* [WAT GEVRAAGD WORDT]:
Selecteer in de records elke regel die de string "eyebrow" bevat en neem die regels letterlijk over. De zoekactie is hoofdlettergevoelig.

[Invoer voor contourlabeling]
%%

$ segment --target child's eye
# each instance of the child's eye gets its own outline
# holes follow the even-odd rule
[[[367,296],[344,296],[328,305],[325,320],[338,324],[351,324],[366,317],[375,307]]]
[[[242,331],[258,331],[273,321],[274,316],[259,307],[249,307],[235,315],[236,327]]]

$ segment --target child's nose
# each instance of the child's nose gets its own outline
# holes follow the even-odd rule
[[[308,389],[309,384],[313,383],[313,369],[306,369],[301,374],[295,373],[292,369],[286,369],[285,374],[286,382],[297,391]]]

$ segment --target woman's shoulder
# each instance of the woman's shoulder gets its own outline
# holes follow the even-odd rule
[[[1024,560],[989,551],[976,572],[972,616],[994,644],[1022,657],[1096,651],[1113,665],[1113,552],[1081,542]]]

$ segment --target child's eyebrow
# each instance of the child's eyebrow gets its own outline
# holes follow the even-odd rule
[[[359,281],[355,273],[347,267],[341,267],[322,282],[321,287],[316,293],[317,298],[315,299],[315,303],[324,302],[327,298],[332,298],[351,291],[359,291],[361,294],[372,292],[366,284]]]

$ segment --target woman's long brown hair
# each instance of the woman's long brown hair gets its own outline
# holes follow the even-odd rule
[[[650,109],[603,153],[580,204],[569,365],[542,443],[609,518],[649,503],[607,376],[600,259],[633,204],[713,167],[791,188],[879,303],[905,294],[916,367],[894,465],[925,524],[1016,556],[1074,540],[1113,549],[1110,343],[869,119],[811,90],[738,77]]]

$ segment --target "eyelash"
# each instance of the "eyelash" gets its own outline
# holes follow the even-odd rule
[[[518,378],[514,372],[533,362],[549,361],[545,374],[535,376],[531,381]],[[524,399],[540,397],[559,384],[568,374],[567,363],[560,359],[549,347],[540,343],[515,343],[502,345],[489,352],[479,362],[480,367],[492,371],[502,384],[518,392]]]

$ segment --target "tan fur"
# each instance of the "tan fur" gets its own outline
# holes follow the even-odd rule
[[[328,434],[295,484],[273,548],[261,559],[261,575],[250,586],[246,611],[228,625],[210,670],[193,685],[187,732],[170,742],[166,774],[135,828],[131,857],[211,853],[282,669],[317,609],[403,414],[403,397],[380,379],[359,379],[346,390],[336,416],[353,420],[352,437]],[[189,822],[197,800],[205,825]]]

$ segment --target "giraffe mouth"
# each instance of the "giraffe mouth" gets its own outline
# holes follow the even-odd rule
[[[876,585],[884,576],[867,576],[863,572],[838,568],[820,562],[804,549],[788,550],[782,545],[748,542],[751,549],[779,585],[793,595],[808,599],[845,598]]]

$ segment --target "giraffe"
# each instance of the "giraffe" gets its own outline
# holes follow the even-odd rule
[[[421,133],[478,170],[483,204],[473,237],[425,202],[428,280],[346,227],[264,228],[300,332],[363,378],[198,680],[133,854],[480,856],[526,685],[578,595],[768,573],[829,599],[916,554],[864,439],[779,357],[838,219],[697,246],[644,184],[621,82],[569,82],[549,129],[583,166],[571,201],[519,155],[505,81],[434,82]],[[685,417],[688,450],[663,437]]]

%%

* [UITWERKING OPDRACHT]:
$ segment --target child's eyebrow
# each instance of the child's eyebrow gets its own outline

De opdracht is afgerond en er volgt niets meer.